- [Directions for this task]:
Please set down, exactly, the line with "Query: stone platform" and all lines that follow it through the end of the records below.

### Records supplied

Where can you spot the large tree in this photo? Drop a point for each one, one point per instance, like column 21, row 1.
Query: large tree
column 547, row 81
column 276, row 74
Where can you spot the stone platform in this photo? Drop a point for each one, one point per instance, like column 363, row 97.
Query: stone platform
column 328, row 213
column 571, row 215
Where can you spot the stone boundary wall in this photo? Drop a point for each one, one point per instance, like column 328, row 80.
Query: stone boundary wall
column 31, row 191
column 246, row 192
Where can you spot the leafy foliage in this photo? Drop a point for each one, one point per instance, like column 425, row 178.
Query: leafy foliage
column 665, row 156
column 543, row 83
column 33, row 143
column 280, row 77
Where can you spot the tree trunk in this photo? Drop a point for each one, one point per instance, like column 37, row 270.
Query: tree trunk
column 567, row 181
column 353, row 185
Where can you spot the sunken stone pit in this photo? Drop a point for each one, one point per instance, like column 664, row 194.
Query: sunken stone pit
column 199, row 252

######

- [Solved exercise]:
Query: stone platform
column 328, row 213
column 571, row 215
Where can you spot the stone boundary wall in this photo? Drop a point for each one, one point per instance, like column 328, row 80.
Query: stone boundary wall
column 31, row 191
column 246, row 192
Where can you spot the leafy foliage in this photo? Drop a point for each one, one point per instance, like column 425, row 178.
Query: leafy foliage
column 665, row 156
column 543, row 83
column 33, row 143
column 280, row 77
Where can you spot the tree trunk in this photo? Drop a point for each one, one point per instance, like column 37, row 270.
Query: tree trunk
column 567, row 181
column 353, row 185
Where can you spot the sunken stone pit in this photo? Drop a point for each one, one point per instance, like column 664, row 194.
Query: sunken stone pit
column 199, row 252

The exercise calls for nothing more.